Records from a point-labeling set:
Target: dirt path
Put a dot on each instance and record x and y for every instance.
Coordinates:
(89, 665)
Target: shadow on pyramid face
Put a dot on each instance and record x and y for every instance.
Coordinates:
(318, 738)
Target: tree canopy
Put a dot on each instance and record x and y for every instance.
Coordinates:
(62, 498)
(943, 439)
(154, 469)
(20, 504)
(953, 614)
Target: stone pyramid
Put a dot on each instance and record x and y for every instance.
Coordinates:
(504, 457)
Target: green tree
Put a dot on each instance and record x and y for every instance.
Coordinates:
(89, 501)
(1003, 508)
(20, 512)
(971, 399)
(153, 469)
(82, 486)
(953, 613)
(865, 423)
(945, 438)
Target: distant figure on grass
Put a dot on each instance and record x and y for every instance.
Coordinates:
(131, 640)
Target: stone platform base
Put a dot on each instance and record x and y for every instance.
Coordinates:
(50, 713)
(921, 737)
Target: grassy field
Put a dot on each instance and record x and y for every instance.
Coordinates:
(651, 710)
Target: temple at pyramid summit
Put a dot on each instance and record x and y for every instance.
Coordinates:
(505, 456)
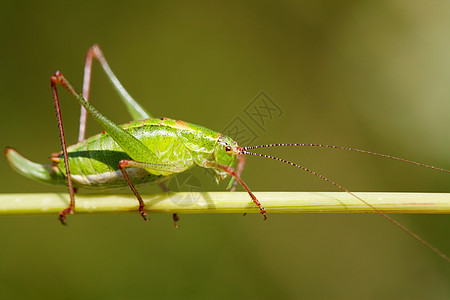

EXERCISE INSTRUCTIONS
Quote verbatim the stretch from the line containing "Target: stone pyramid" through the end of the records. Leave the pictures out.

TASK SOLUTION
Target: stone pyramid
Put a dot on each instance and record x and y for every instance.
Coordinates:
(504, 457)
Target: green tree
Put a dot on each instance and record x and y for every instance.
Coordinates:
(89, 501)
(1003, 508)
(20, 512)
(971, 399)
(153, 469)
(82, 486)
(953, 613)
(865, 423)
(945, 438)
Target: distant figure on grass
Put a dot on each instance and record x and y for every instance.
Coordinates:
(131, 640)
Target: stone platform base
Put a dot on each instance and record x and y for every instance.
Coordinates:
(50, 713)
(921, 737)
Target: grassy field
Put a dot on each instance and record x and y for every instance.
Coordinates:
(651, 710)
Target: temple at pyramid summit
Put a dot on each instance and record x and y for every instance.
Coordinates:
(505, 456)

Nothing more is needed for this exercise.